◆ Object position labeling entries
»»

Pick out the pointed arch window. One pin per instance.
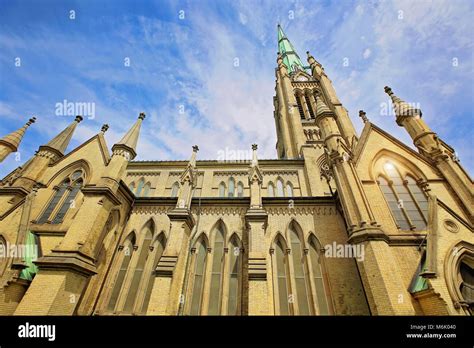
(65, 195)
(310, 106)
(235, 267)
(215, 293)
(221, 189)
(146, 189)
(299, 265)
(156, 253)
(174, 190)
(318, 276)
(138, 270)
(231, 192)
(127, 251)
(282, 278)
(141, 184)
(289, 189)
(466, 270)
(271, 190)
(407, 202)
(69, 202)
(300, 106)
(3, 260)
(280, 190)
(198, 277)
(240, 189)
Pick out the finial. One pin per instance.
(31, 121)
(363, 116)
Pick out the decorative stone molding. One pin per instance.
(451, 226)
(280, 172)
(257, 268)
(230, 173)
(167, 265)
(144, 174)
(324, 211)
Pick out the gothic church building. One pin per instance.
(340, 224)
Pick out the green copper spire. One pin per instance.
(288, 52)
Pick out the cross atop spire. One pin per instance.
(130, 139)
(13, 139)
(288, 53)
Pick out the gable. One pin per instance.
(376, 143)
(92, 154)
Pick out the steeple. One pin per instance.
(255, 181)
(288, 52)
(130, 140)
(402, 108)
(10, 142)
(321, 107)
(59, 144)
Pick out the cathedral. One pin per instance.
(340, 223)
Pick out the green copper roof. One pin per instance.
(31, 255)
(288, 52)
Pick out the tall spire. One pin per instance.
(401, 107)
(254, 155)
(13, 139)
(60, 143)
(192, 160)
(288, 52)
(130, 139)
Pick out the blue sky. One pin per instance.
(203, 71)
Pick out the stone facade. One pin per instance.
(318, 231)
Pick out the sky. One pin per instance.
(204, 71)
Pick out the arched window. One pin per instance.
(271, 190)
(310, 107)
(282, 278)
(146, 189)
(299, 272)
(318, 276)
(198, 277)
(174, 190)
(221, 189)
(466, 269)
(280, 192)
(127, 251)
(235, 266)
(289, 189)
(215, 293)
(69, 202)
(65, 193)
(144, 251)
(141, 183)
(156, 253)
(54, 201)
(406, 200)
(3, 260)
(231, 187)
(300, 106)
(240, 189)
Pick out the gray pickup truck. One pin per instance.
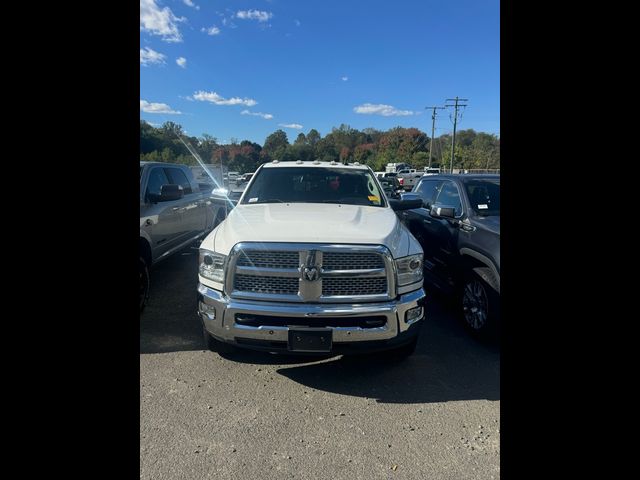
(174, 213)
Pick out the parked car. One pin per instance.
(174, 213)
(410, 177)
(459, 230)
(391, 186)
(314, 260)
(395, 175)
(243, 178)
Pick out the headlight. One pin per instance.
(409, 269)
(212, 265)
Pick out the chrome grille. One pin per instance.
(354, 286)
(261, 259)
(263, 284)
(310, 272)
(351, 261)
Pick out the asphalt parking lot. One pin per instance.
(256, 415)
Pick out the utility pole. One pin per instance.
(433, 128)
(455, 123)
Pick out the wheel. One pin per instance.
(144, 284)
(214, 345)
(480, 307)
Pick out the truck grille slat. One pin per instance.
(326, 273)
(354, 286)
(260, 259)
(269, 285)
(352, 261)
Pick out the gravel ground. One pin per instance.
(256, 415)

««
»»

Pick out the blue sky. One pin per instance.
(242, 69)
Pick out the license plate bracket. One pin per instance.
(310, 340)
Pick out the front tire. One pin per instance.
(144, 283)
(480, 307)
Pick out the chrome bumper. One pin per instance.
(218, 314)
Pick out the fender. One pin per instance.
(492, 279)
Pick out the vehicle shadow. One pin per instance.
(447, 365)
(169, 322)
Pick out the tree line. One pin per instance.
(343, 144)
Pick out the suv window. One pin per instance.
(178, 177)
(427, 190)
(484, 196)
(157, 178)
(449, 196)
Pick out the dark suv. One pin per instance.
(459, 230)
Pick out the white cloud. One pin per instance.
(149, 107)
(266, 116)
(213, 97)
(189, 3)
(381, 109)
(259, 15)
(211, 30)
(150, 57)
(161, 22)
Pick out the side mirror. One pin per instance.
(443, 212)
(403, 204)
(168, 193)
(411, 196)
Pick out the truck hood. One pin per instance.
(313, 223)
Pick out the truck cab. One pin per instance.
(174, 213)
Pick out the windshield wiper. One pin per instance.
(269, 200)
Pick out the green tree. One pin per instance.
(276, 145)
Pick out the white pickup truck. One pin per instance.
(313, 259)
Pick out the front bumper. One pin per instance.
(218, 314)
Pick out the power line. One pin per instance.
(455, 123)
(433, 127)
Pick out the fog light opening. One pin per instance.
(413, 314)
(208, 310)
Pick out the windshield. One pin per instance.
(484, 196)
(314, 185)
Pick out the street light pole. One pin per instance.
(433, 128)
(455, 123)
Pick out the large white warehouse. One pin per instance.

««
»»

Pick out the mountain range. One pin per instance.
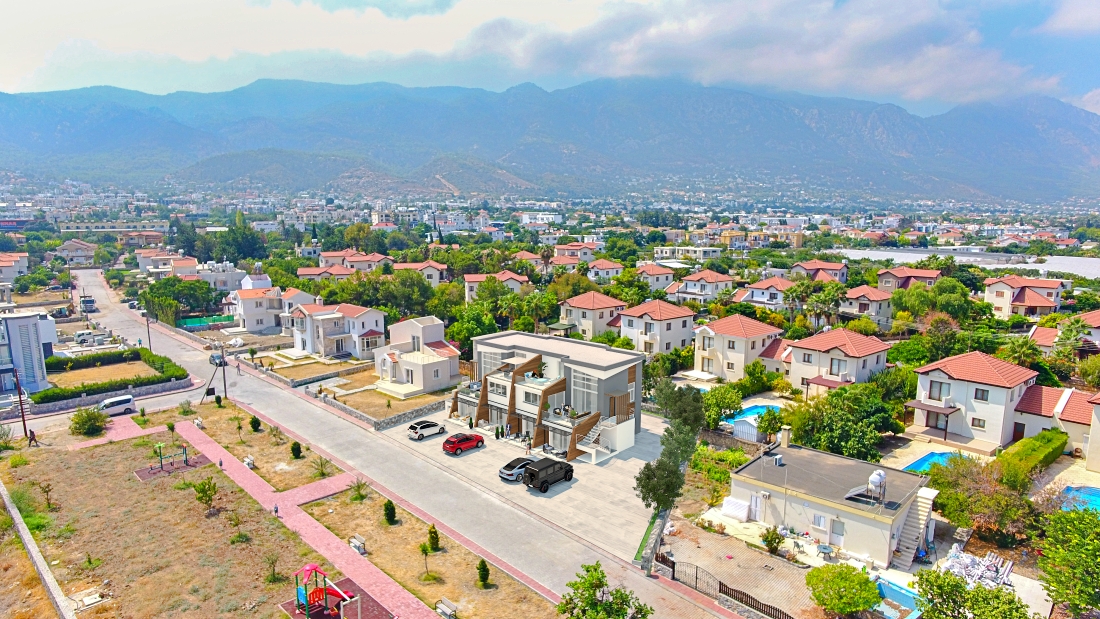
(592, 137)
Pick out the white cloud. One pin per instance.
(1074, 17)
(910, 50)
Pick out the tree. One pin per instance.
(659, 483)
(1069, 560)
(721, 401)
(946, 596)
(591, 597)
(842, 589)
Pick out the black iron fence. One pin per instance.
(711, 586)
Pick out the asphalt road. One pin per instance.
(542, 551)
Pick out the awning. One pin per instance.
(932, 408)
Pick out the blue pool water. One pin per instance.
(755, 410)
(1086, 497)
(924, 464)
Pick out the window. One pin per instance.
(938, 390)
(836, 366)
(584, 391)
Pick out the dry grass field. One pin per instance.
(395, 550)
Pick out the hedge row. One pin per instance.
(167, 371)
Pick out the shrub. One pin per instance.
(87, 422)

««

◆ Problem to solve
Repeat verbatim the part of the listing that opens with the line containing "Pick out the windshield wiper." and closes with the line containing "Pick out the large", including both of those lines.

◆ Exercise response
Pick out the windshield wiper. One pin per instance.
(269, 200)
Pick out the green tree. One pin per instance.
(276, 145)
Pick out the white pickup truck. One pin per instance.
(313, 259)
Pick out the front bumper. One pin per instance.
(218, 314)
Pick out the power line. One pin per instance.
(455, 123)
(433, 127)
Pick out the fog light opening. One pin per instance.
(413, 314)
(208, 310)
Pick out the windshield. One pin per instance.
(484, 196)
(314, 185)
Pick out the street light pole. One pin per instance.
(433, 128)
(455, 123)
Pick out the large white warehouse. One pin per instance.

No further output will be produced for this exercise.